• TO DO
Copy the following lines word for word, leaving every one of them unchanged.

• ENTRIES
[Begin]
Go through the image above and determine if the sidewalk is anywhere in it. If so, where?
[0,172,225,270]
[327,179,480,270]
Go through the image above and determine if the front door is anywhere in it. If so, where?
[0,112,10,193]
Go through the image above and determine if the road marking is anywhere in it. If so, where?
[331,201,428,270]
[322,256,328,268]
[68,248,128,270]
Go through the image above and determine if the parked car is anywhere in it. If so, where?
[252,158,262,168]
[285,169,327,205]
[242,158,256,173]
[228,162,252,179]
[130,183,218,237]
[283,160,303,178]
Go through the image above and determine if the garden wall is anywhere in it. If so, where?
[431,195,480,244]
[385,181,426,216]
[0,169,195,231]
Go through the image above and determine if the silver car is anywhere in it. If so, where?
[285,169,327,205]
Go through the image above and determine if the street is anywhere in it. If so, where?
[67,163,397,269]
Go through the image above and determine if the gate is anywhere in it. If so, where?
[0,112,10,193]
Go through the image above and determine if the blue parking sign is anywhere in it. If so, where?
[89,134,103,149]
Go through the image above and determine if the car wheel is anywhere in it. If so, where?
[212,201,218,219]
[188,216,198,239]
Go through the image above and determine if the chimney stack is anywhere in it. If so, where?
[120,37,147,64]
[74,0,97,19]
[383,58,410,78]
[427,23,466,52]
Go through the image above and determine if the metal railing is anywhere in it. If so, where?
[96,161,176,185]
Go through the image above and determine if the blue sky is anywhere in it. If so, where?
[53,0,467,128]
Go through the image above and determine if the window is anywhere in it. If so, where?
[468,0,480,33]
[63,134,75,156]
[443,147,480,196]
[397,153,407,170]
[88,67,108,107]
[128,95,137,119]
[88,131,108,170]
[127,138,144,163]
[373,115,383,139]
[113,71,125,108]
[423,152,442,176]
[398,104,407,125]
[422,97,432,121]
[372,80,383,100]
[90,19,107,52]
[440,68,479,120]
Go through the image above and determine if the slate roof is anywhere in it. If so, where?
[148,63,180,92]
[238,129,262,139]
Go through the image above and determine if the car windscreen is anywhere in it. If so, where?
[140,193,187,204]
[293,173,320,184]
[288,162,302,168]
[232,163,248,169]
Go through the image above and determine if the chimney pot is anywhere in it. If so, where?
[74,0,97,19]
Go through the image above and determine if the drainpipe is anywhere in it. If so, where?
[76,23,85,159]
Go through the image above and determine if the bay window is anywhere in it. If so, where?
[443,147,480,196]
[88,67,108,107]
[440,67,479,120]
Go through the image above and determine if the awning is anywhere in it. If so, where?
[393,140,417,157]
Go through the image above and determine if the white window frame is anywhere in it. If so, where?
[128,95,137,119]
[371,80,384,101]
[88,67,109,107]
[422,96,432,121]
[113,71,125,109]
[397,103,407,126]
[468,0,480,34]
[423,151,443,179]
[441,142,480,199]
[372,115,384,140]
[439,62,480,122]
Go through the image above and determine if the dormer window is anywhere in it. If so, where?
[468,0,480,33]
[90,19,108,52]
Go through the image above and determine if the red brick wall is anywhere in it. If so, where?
[End]
• SOLUTION TO THIS EXERCISE
Go through the image above and determine if the sidewalk is anywhere in it. If so, where?
[0,172,225,270]
[327,179,480,270]
Go through the image above and determine if the front door is anywhere in it. If so, where?
[0,112,10,193]
Go through the image above and determine if the road marking is anywhere in it. If so, where?
[331,201,428,270]
[322,256,328,268]
[68,248,128,270]
Go through the image above and determine if the parked car is anywhere in it. If so, where?
[252,158,262,168]
[285,169,327,205]
[242,158,256,173]
[228,162,252,179]
[130,183,218,237]
[283,160,303,178]
Go through the image above and determine if the garden wall is anywhere in it. If so, where?
[431,195,480,244]
[385,181,426,216]
[0,169,195,231]
Go through the image above and determine if the silver car is anywhere in it. If so, where?
[285,169,327,205]
Go through the image above and determine if the street is anywhere in it. If so, where?
[67,163,397,269]
Go through the image above and determine if the gate is anywhere in it. If so, where?
[0,112,10,193]
Go through the image above and determine if the blue parking sign is anywhere in it. If so, where?
[89,134,103,149]
Go through the image above and determine if the car wheel is anywhere in it. If so, where?
[212,201,218,219]
[188,216,198,239]
Go through the image above and determine if the chimney stack is anywhere in it. If so, where?
[120,37,147,64]
[74,0,97,19]
[383,58,410,78]
[427,23,466,52]
Go through the image above and determine if the metal railing is anywhere in it. If so, where?
[96,161,176,185]
Go through the image above and determine if the blue sky is anywhere in it. If so, where?
[53,0,467,128]
Go through the image above and determine if the window is anywhere in it. If so, where?
[468,0,480,33]
[63,134,75,156]
[443,147,480,196]
[397,153,407,170]
[88,67,108,107]
[128,95,137,119]
[88,131,108,170]
[127,138,144,163]
[373,115,383,139]
[113,71,125,108]
[423,152,442,176]
[398,104,407,125]
[422,97,432,121]
[372,80,383,100]
[90,19,107,52]
[440,68,479,120]
Go through the image above and determine if the slate roof is anywhere in it. If so, where?
[148,63,180,92]
[238,129,262,139]
Go through the image above and determine if the car windscreen is anywhere in it. If so, where?
[140,193,187,204]
[293,173,320,184]
[288,162,302,168]
[232,163,248,169]
Go through the image above and determine if the chimney pot is anywhere in it. If so, where?
[74,0,97,19]
Go through the image above and determine if the drainpipe is anywhere in it. If so, where?
[76,23,85,159]
Go through the image above and determine if the bay window is anywhere in it. If so, where?
[443,147,480,196]
[88,67,108,107]
[440,67,479,120]
Go through the image above and determine if the awning is anywhere in it. If so, where?
[393,140,417,157]
Go through the image above and determine if the white window frame is anywhere in it. If so, where?
[128,95,137,119]
[371,80,384,101]
[88,67,109,107]
[422,96,432,121]
[113,71,125,109]
[397,103,407,126]
[468,0,480,34]
[423,151,443,179]
[441,142,480,199]
[372,115,384,140]
[439,62,480,122]
Go through the image above and determine if the dormer window is anywhere in it. If so, where?
[468,0,480,33]
[90,19,108,52]
Go through the image above and determine if the red brick wall is anywhere in it. If so, where?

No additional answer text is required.